■ WORK REQUIRED:
Your answer must be the full set of records, repeated exactly.

####################

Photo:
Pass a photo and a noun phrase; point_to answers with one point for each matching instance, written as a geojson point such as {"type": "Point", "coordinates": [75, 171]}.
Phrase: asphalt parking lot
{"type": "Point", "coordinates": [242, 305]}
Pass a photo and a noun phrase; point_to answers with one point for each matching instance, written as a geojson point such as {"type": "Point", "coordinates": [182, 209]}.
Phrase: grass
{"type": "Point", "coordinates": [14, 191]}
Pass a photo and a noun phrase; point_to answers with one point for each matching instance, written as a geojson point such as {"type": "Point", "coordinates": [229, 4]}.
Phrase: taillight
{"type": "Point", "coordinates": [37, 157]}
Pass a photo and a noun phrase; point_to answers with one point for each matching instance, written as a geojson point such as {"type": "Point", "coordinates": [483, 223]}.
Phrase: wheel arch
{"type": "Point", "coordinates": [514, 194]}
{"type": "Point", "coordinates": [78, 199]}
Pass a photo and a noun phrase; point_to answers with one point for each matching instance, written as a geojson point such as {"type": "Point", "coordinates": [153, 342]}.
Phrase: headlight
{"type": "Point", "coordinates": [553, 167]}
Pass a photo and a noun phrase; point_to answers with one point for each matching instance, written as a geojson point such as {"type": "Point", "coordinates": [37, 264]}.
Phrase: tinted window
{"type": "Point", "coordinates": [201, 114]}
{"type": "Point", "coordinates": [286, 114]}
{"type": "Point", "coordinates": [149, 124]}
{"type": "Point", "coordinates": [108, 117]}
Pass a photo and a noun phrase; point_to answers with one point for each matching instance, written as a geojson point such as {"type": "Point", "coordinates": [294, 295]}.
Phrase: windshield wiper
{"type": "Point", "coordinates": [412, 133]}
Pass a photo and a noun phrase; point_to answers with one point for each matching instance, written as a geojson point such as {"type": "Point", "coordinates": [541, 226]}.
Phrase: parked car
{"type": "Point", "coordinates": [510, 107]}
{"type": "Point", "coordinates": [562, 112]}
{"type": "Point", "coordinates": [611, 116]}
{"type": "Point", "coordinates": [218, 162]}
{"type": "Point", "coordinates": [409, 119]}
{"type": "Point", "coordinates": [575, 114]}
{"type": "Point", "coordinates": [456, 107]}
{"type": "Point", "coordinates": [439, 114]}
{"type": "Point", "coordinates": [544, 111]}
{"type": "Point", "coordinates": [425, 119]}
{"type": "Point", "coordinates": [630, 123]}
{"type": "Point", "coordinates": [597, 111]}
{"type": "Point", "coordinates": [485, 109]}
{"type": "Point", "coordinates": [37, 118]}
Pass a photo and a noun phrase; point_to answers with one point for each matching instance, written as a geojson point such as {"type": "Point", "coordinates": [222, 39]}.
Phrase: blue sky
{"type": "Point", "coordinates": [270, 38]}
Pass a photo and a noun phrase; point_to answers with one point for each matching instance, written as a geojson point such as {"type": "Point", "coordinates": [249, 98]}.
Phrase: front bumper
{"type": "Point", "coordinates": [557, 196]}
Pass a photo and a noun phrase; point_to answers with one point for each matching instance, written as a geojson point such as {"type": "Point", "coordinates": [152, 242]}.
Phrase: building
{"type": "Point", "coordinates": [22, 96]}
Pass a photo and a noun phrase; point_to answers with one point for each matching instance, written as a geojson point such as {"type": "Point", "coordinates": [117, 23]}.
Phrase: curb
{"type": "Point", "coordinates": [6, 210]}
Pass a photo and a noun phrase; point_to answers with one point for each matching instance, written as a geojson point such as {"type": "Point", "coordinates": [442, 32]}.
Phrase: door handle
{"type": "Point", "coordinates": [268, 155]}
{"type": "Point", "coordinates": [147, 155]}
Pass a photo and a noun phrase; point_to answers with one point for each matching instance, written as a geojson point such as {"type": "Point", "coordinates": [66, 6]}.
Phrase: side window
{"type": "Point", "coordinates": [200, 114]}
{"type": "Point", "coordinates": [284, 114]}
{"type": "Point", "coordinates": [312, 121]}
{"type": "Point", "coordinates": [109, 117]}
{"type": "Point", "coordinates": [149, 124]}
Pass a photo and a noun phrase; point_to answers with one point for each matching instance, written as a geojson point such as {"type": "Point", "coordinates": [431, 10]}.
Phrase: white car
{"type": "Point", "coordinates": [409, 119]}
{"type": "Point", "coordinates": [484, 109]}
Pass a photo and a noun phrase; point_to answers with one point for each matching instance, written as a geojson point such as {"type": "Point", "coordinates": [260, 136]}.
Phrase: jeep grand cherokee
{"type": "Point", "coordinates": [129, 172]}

####################

■ SOLUTION TO THE EXERCISE:
Photo:
Pass a photo and a noun phrase; point_to answers with one point for each matching instance, written as a geojson point such as {"type": "Point", "coordinates": [75, 171]}.
Phrase: asphalt parking lot
{"type": "Point", "coordinates": [242, 305]}
Pass a photo and a noun phrase; point_to answers with one point for each matching instance, written as a geojson point such as {"type": "Point", "coordinates": [182, 209]}.
Phrase: grass
{"type": "Point", "coordinates": [14, 191]}
Pass a photo and a noun phrase; point_to answers with one point for each matching instance, written as a geojson point such as {"type": "Point", "coordinates": [229, 4]}.
Phrase: taillight
{"type": "Point", "coordinates": [37, 157]}
Pass a photo and a noun phrase; point_to answers with one point for each matching instance, written as a geojson point such as {"type": "Point", "coordinates": [483, 223]}.
Phrase: wheel arch
{"type": "Point", "coordinates": [514, 194]}
{"type": "Point", "coordinates": [78, 199]}
Pass a photo and a noun phrase; point_to answers with one point for each matching instance, written as a geojson point such as {"type": "Point", "coordinates": [153, 342]}.
Phrase: headlight
{"type": "Point", "coordinates": [553, 167]}
Pass a photo and a noun phrase; point_to answers with one point for each matching instance, written as a geojson point such as {"type": "Point", "coordinates": [37, 264]}.
Phrase: tinted window
{"type": "Point", "coordinates": [201, 114]}
{"type": "Point", "coordinates": [286, 114]}
{"type": "Point", "coordinates": [149, 124]}
{"type": "Point", "coordinates": [108, 117]}
Pass a photo and a noun phrase; point_to answers with one point for each matching instance, written as a geojson point such as {"type": "Point", "coordinates": [294, 295]}.
Phrase: windshield wiper
{"type": "Point", "coordinates": [412, 133]}
Pass a photo and a noun phrase; point_to answers with one point for each matching instance, written as a geojson point such as {"type": "Point", "coordinates": [541, 226]}.
Phrase: parked car
{"type": "Point", "coordinates": [510, 107]}
{"type": "Point", "coordinates": [562, 112]}
{"type": "Point", "coordinates": [611, 116]}
{"type": "Point", "coordinates": [218, 162]}
{"type": "Point", "coordinates": [409, 119]}
{"type": "Point", "coordinates": [575, 114]}
{"type": "Point", "coordinates": [456, 107]}
{"type": "Point", "coordinates": [439, 114]}
{"type": "Point", "coordinates": [544, 111]}
{"type": "Point", "coordinates": [425, 119]}
{"type": "Point", "coordinates": [630, 123]}
{"type": "Point", "coordinates": [597, 111]}
{"type": "Point", "coordinates": [485, 109]}
{"type": "Point", "coordinates": [37, 118]}
Pass a photo and a noun phrase; point_to answers with one point for each matching instance, written as a geojson point such as {"type": "Point", "coordinates": [222, 39]}.
Phrase: blue sky
{"type": "Point", "coordinates": [270, 38]}
Pass a photo and a noun phrase; point_to answers with one point for each matching instance, written as a geojson point such as {"type": "Point", "coordinates": [249, 98]}.
Phrase: front bumper
{"type": "Point", "coordinates": [557, 196]}
Pass a photo and a noun phrase; point_to answers with one point for each matching instance, written as a geojson point such as {"type": "Point", "coordinates": [152, 242]}.
Phrase: building
{"type": "Point", "coordinates": [22, 96]}
Pass a photo and a noun phrase; point_to answers with one point for each matching instance, written as a geojson point such as {"type": "Point", "coordinates": [117, 23]}.
Phrase: curb
{"type": "Point", "coordinates": [6, 210]}
Pass a photo and a noun phrase; point_to answers with one point for each matching instance, written as a geojson point such as {"type": "Point", "coordinates": [442, 32]}.
Phrase: door handle
{"type": "Point", "coordinates": [268, 155]}
{"type": "Point", "coordinates": [147, 155]}
Pass a photo and a noun phrase; point_to answers with one point for each matching instance, written as a geojson point such as {"type": "Point", "coordinates": [66, 6]}.
Phrase: side window
{"type": "Point", "coordinates": [200, 114]}
{"type": "Point", "coordinates": [284, 114]}
{"type": "Point", "coordinates": [312, 121]}
{"type": "Point", "coordinates": [109, 117]}
{"type": "Point", "coordinates": [149, 124]}
Pass a photo and a noun phrase; point_to answers with one point for each matching instance, written as a geojson point such as {"type": "Point", "coordinates": [431, 10]}.
Phrase: white car
{"type": "Point", "coordinates": [409, 119]}
{"type": "Point", "coordinates": [484, 109]}
Pass a photo and a noun phrase; point_to answers with one point for each matching instance, written as a geojson point such as {"type": "Point", "coordinates": [260, 136]}.
Phrase: jeep grand cherokee
{"type": "Point", "coordinates": [129, 172]}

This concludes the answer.